[START SUPPLIED PASSAGE]
Hacker News new | ask | show | jobs
by vidarh 712 days ago
I spent a lot of time on this too, many years ago, including working on a language designed specifically for it, and my conclusion was that I couldn't find a way to make it work without making the visual representation "just a tool" for working with a textual representation, because we still need to be able to communicate about code in all kinds of context where a largely visual system would mean being forced to share screenshots, as well as being able to handle e.g. diffs and source control. And once you still need to know and understand and work with a textual representation it feels like a lot of the potential evaporates, and that made me gradually lose interest.

I'd love it if someone found a solution to that, but it feels like an intractable problem beyond some specific use cases as you say.

I really hope I'm wrong.

4 comments

There needs to be some way of sharing diagrams, but hopefully not as screenshots? Maybe more like a higher-level SVG, where there is text and you can look at it, but it’s not the preferred way of viewing it. It would need to be easy to embed these diagrams in other documents, which suggests a standard format and viewers readily available, for browsers and editors at least.

Support for embedding such things in another language (Like we do with SQL and regular expressions) would be important, too.

That might be a place to start. Can we replace regular expressions with a visual language? What would it take to have “railroad diagrams” widely available in at least one programming language and many editors?

The problem is now you're reinventing the entire software stack of everyone you ever need to communicate with about it.

Consider how hard it is to even get people to use additional symbols, like the APL's do...

Yes, good example. On the other hand, emojis seem pretty popular, and many programming languages do support non-ascii symbols in identifiers. We just don’t use them much for actual code.

Along with markdown, there’s also increasing support for math equations in forums and blogging software.

Emojis have universal appeal. Coding symbols doesn't.

Math symbols are a better example, but also extremely well established, and it's still taken a very long time to get widespread support, and it's still far from universal.

But note that non-ASCII symbols etc. was an example of the difficulty of even getting support for something "that simple". Now try to take the step up to e.g a node-based editor.

That’s fine though? Ultimately everything you do on the computer is just a representation of bits being shuffled around. That doesn’t diminish its meaning or effective’s of a better user interface.
The problem becomes if the form you're used to working with the code in is very different from the form you need to communicate about it in.

In practice every attempt I've looked at either become hard to communicate about the code in, or the visual aspect tends to end up just becoming a secondary visualisation of code that you still treat as textual first.

In the latter case, turning it into a better UI is an unsolved problem, because round tripping reliably between something readable as text and a meaningful visual representation is really hard.

As I said, I hope someone solves this, but most attempts aren't even pushing the boundaries into uncharted territory - a lot of attempts have been made over the years.

The trick is that you don't round trip. You choose one immutable data structure that captures both the textual source of the program and the semantic information captured by the parser at the same time.
That doesn't solve anything. The problem isn't how to represent the AST, but defining both a visual and textual version that can unambiguously represent the same thing without either or both representational becoming unusable.
Right. I think it's already a solved problem though. HTML and the HTML DOM are a living solution to that exact problem. All that we have to do is take the patterns used to power general UI and develop a DOM for code.
The internal representation isn't the problem, or even a problem. It's not even beginning to address what I described.
[END SUPPLIED PASSAGE]
[START PROVIDED INFORMATION]
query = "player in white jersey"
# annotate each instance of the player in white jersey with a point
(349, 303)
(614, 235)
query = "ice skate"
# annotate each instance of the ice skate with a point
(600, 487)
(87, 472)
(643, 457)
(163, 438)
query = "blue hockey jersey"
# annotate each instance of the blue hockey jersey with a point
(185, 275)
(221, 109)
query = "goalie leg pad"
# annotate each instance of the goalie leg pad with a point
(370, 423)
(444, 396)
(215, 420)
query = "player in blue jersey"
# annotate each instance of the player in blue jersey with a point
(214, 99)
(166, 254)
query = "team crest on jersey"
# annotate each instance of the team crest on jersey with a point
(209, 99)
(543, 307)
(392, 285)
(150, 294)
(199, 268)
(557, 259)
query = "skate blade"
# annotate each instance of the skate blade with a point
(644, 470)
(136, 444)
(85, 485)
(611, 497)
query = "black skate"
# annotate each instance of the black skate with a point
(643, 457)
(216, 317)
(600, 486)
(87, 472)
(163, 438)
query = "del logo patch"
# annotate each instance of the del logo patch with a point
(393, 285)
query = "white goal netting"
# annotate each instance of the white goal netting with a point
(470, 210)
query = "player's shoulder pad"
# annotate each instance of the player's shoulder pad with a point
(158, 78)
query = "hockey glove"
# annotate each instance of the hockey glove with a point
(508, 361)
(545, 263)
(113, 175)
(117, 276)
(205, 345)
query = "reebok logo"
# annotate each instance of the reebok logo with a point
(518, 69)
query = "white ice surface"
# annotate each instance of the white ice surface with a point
[END PROVIDED INFORMATION]
# THINGS TO DO
• 1. Please answer these about the visual programming thread:
(a) What would a largely visual system force people to share when communicating about code, according to the opening comment?
(b) Which two things are named as already being embedded in other languages?
(c) What does one commenter call a living solution to the problem of representing code?
• 2. Extend the visual programming thread with the reply that comes after its last comment.

# RESPONSES PER TASK
• 1.
(a) Screenshots.
(b) SQL and regular expressions.
(c) HTML and the HTML DOM.

• 2.
E.g this is a real line of code:

    link = wf["links"].find{ _1["rel"] == "self" && _1["type"] == "application/activity+json" }
Now consider I have a visual programming version representing that expression, and I want to ask someones opinion about it on Slack. Unless your visual programming environment has a solution for how I can post that to Slack, and have others respond with tweaked versions, it's a non-starter.

Once you've solved Slack - maybe with a plugin -, you need to solve all our e-mail clients, and you need to solve Google Docs and Word for when we write documentation, and a multitude of other tools.

You might be able to get part of the way there with a browser plugin, but you'll still have a wide variety of other tools and platforms to cover.

Part of the solution is probably to rethink the whole UX context. One interesting example to think about is ProtoFlux, a part of Resonite:

https://youtu.be/70PH5cQQEdQ?si=y4YmhnimzferVpCD

Since you develop inside vr you can also talk about and show the code in the same vr environment.

It's probably at this level we need to rethink stuff to make visual programming practical.

But then you want to write about it and explain it to someone else, and you're back to needing a way to represent it that fits on a page or can be explained verbally.
ProtoFlux is largely explained through tutorial videos I think. And I'm not saying that is superior. But I can imagine a lot of quality of life features around explaining it through voice that could be added to make it potentially superior or at least competitive.

You could for example explain every node verbally and visually to an AI bot that can then explain it to the next person, or selectively retrieve parts of your explanations on demand. (OK, I realize that sounds unnecessary complex.)

Requiring me to watch videos to follow along is an absolute non-starter to me. It's way too slow. If it was just learning an environment maybe I could tolerate that, but the showstoppers is communicating about code for projects. An AI bot doesn't solve this - if you can't relay the information textually, there's no reason the AI bot will be able to.
Better to round-trip to the AST, and have the textual representation be derivative of that (e.g. by a code formatted like Go).

This also makes it easier to verify that you have all the same capabilities in both representations, as the ways of manipulating the AST are enumerable.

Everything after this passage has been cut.